INFORMATION Start Marker

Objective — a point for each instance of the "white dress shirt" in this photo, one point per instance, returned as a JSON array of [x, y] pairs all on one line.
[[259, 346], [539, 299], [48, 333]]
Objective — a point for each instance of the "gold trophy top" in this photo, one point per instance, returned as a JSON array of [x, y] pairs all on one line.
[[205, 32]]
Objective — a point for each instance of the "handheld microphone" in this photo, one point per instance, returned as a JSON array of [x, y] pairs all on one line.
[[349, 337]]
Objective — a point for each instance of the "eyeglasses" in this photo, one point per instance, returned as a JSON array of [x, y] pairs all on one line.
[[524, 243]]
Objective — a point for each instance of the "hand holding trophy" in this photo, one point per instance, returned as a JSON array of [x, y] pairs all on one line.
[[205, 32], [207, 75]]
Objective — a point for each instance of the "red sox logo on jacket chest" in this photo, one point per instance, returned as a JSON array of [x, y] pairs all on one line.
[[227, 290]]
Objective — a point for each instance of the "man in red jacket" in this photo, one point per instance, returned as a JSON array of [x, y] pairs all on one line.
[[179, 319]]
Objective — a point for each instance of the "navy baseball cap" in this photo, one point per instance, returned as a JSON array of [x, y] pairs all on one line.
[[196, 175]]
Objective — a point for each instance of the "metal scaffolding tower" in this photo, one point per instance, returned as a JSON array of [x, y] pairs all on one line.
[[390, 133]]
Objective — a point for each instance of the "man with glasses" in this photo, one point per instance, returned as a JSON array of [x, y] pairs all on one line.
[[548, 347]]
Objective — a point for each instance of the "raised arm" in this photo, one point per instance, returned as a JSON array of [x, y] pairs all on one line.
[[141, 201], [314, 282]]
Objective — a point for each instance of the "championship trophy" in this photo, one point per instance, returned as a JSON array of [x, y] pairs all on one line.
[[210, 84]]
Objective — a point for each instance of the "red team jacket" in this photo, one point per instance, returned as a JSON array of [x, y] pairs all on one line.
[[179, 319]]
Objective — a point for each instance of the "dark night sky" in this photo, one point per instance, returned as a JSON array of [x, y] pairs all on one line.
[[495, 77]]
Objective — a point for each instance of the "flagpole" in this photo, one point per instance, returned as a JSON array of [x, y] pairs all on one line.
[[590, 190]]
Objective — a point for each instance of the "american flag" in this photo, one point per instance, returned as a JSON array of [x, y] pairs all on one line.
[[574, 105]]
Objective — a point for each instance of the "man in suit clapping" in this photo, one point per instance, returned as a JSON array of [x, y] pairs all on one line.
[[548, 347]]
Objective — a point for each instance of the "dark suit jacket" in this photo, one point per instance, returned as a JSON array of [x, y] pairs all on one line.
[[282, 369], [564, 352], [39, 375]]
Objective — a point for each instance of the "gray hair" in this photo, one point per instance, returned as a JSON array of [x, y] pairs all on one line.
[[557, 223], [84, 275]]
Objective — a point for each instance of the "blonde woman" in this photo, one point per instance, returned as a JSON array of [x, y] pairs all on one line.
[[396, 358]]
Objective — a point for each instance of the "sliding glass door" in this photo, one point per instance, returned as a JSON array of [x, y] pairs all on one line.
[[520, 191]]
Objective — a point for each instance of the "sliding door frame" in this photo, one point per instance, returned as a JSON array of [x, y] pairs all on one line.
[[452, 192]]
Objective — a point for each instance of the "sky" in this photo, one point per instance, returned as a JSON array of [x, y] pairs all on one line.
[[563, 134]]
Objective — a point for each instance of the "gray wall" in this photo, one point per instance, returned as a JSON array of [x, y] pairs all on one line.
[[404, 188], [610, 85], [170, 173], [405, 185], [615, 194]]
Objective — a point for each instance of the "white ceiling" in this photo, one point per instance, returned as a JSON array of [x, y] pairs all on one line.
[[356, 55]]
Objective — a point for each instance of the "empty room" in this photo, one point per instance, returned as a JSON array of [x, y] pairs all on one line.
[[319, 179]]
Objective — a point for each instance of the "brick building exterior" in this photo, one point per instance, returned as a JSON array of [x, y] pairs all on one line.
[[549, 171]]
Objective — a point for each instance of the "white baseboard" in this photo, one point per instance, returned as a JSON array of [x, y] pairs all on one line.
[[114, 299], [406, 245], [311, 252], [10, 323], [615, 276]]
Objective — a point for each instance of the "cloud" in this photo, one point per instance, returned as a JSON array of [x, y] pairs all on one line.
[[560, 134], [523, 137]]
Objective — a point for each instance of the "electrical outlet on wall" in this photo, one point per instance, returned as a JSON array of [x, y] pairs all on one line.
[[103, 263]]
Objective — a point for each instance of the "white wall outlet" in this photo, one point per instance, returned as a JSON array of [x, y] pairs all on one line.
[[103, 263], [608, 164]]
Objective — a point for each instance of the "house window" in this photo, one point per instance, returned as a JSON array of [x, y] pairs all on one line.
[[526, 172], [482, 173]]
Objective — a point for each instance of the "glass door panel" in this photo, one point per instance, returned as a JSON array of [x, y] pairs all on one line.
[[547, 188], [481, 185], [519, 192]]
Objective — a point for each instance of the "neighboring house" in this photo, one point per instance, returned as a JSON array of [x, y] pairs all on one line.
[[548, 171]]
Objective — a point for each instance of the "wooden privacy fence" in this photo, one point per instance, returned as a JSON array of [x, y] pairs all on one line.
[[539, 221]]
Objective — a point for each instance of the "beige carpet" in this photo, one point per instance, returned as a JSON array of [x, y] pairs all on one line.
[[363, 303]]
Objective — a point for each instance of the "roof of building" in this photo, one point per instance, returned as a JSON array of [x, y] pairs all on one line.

INFORMATION End Marker

> EXERCISE:
Return the material in full, restating each entry word for word.

> YOUR RESPONSE:
Objective — a point for each instance of the "white dress shirt" in this photo, one point per instance, returned as a JSON array of [x, y] pairs all on one line.
[[259, 346], [539, 299], [48, 333]]
Objective — a point for each instance of the "gold trophy top" in this photo, one point per instance, returned as a JSON array of [x, y] pairs all on one line.
[[205, 32]]
Objective — a point for each instance of the "handheld microphone" in this photo, one point per instance, returned as a JSON array of [x, y] pairs all on one line.
[[349, 337]]
Objective — a point for each instance of the "eyeglasses" in this photo, one point per instance, returned as a JSON array of [x, y] pairs all on one line.
[[524, 243]]
Objective — a point for each instance of the "hand holding trophy" in this photo, one point per instance, returned as a JSON array of [x, y] pairs all on one line.
[[205, 32], [207, 75]]
Objective — a point for each instance of the "red sox logo on jacket chest" in this photo, one point per instance, returned as a JSON array of [x, y] pairs all on one line.
[[227, 290]]
Objective — a point for each instance of the "man in red jacket" in this photo, one point per instance, returned as a JSON array of [x, y] pairs all on one line.
[[179, 319]]
Objective — a point for each instance of the "navy baseball cap" in this photo, one point per instance, returned as a JSON array of [x, y] pairs all on one line.
[[196, 175]]
Objective — a point for each instance of the "metal scaffolding tower" in this photo, one point per instance, returned as a JSON array of [x, y] pairs all on one line.
[[390, 133]]
Objective — a point for each instance of the "man with glasses" in this photo, one point per instance, returned as a JSON array of [x, y] pairs all on one line.
[[548, 347]]
Objective — a point for each instance of the "raised arm" in this photo, one point per instance, returned as a JSON array of [x, y] pairs all on one line.
[[141, 201], [314, 282]]
Objective — a point for each instance of the "championship trophy" in this photo, one point per instance, returned as a JSON array of [x, y] pairs all on one line.
[[210, 84]]
Objective — a point for each instance of the "red team jacket" in this photo, one point per instance, returned as a JSON array of [x, y] pairs all on one line.
[[179, 319]]
Objective — a point for each instance of the "dark night sky" in this photo, one point per instance, returned as a JSON array of [x, y] pairs all on one line.
[[495, 77]]
Objective — a point for each instance of the "flagpole" in this photo, one point per instance, returned as a JSON array of [x, y] pairs all on one line.
[[590, 190]]
Objective — a point for each instance of the "american flag" in this photo, one point per instance, returned as a JSON array of [x, y] pairs all on one line.
[[574, 105]]
Objective — a point for each instance of the "man in suit clapping" in this photo, one point per instance, returned as a JSON array of [x, y] pairs all on one line.
[[548, 347]]
Objective — a point for each instance of the "dark suit jacket" in this photo, one point per instance, returned as a JSON array of [x, y] pairs all on one line.
[[282, 369], [564, 352], [39, 375]]
Objective — a point for each instance of the "gray hair" in this photo, one point per instance, returned as a JSON array of [x, y] pairs all on one line.
[[557, 223], [84, 275]]
Objective — a point for each instance of the "blonde woman" in this photo, one point per instance, returned as a JSON array of [x, y] pairs all on one line.
[[396, 358]]
Objective — a point for each instance of the "sliding glass door" in this photo, one point per instance, returned as a JSON array of [x, y] pairs all on one line.
[[520, 191]]
Objective — a point for each instance of the "sliding door frame" in this photo, one point per instance, returned as a JSON array of [x, y] pairs all on one line.
[[452, 192]]
Objective — a point for each instance of the "sky" in this photo, one point per instance, returned as a JSON array of [x, y] pairs all on one line.
[[563, 134]]
Objective — a point for each instance of the "gray wall" in this photo, one point per instance, returned as a JSON array of [x, y] pairs all on one line.
[[404, 188], [610, 85], [170, 173], [405, 185], [615, 194]]
Objective — a point for each instance of the "white ceiling" in this photo, one point per instance, returned as a JSON array of [x, y] pairs all on one line.
[[356, 55]]
Objective — a point for each instance of the "empty room" in this photo, one point per instance, returned as a JSON array of [x, y] pairs all on one line.
[[319, 179]]
Objective — a point for each instance of the "brick building exterior" in this photo, one point per instance, returned as a JSON array of [x, y] pairs all on one line.
[[549, 171]]
Objective — a point for each instance of the "white baseboard" in this photo, one point per instance, returned as a JSON array of [x, y] pairs all on one line.
[[114, 299], [406, 245], [311, 252], [10, 323], [615, 276]]
Objective — a point for each instance of the "cloud" in this photo, one point per instance, returned as a JSON array of [x, y] pairs all on one line.
[[560, 134], [523, 137]]
Objective — a point for each instance of the "electrical outlet on wall" in this photo, one point per instance, returned as a JSON array of [x, y] pairs all on one line.
[[103, 263]]
Objective — a point for each instance of the "white wall outlet" in this photo, one point per instance, returned as a JSON array of [x, y] pairs all on one line.
[[103, 263], [608, 164]]
Objective — a point for each instance of the "house window" in this photo, one point per instance, returned as a JSON array of [x, y] pairs all on one line.
[[526, 172], [482, 173]]
Objective — a point for each instance of the "glass door panel" in this photo, one point per instance, returned as a JSON array of [x, y] pairs all on one line.
[[547, 188], [481, 185], [519, 192]]
Objective — a point for each instance of the "neighboring house" in this photo, one point per instance, returned as a JSON array of [x, y] pairs all on one line.
[[548, 171]]
Objective — a point for each instance of the "wooden privacy fence" in this photo, one point per instance, returned as a JSON array of [x, y] pairs all on one line.
[[539, 221]]
Objective — a point for each instance of the "beige carpet" in this photo, one point per instance, returned as a JSON array of [x, y] pairs all on one line.
[[363, 303]]
Objective — a point for each instance of the "roof of building" in this photo, one point per instance, returned as a JSON array of [x, y] pairs all on one line.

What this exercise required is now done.